## SOURCE TEXT

☆ ☆ ☆ ☆

The next two shorter chapters of the book turn to the regulation of mourning behavior: the prohibition of mortuary shaving and self-laceration (chapter four) and the segregation of mourning and rejoicing behaviors (chapter five). Why such constraints on mourning behavior? Olyan asserts that mourning and rejoicing constitute a ritual binary, so that any mixing of the two, at least in a single ritual actor, would be an affront to the established ritual order and the holiness system as a whole. In the case of shaving and self-laceration, these behaviors leave a long-term or permanent reminder of mourning that would be out of place on a person who had completed the period of mourning and turned to rejoicing. Once again, Olyan considers this explanation speculative, and he offers no evidence from the anthropological literature to make his analysis more plausible.

☆ ☆ ☆ ☆

## SUPPLIED MATERIAL
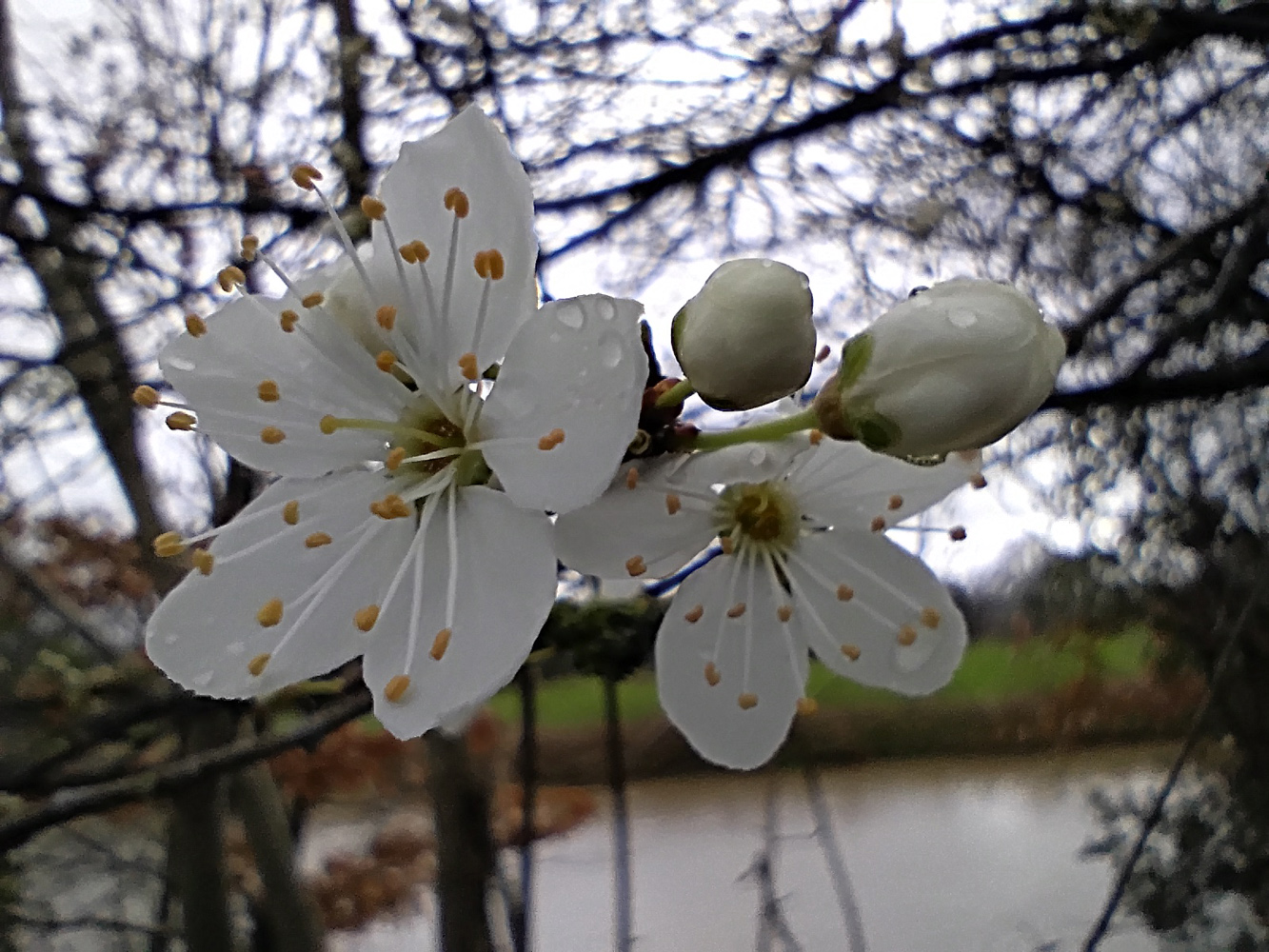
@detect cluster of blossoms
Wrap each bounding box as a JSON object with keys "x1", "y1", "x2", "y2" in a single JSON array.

☆ ☆ ☆ ☆

## REQUIREMENTS
Return the stretch of the review text from "The next two" through "analysis more plausible.", copied word for word. The material stands apart from the review text and serves a separate purpose.

## TASK SOLUTION
The next two shorter chapters of the book turn to the regulation of mourning behavior: the prohibition of mortuary shaving and self-laceration (chapter four) and the segregation of mourning and rejoicing behaviors (chapter five). Why such constraints on mourning behavior? Olyan asserts that mourning and rejoicing constitute a ritual binary, so that any mixing of the two, at least in a single ritual actor, would be an affront to the established ritual order and the holiness system as a whole. In the case of shaving and self-laceration, these behaviors leave a long-term or permanent reminder of mourning that would be out of place on a person who had completed the period of mourning and turned to rejoicing. Once again, Olyan considers this explanation speculative, and he offers no evidence from the anthropological literature to make his analysis more plausible.